● Directions for this task
Verbatim copy without pictures. Please print every entry as it stands.

---

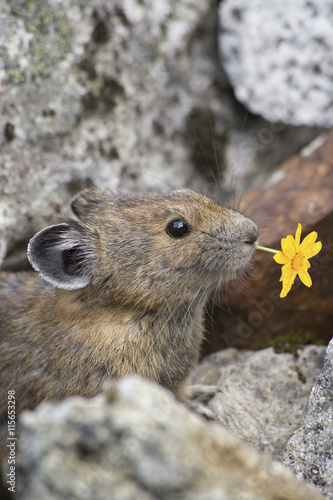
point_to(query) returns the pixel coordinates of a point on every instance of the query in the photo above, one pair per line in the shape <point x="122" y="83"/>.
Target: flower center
<point x="297" y="261"/>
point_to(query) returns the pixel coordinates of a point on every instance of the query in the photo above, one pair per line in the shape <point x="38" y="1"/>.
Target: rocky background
<point x="144" y="95"/>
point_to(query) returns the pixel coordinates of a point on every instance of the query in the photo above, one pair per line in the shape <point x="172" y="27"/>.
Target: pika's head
<point x="151" y="249"/>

---

● Your response
point_to(query) returns the pixel coordinates of a point on every instance of the query in the photo above, one pair per line in the shape <point x="122" y="83"/>.
Target: flower center
<point x="297" y="261"/>
point_to(query) returns the pixel coordinates of a point on every instance of the query in the photo above, one pair per line in the shape <point x="38" y="1"/>.
Target: rocky background
<point x="144" y="95"/>
point_to(query) returns the pixel coordinates of a point on every instance of the query in the photo above, one pair per line in the shape <point x="172" y="27"/>.
Target: pika's head
<point x="151" y="249"/>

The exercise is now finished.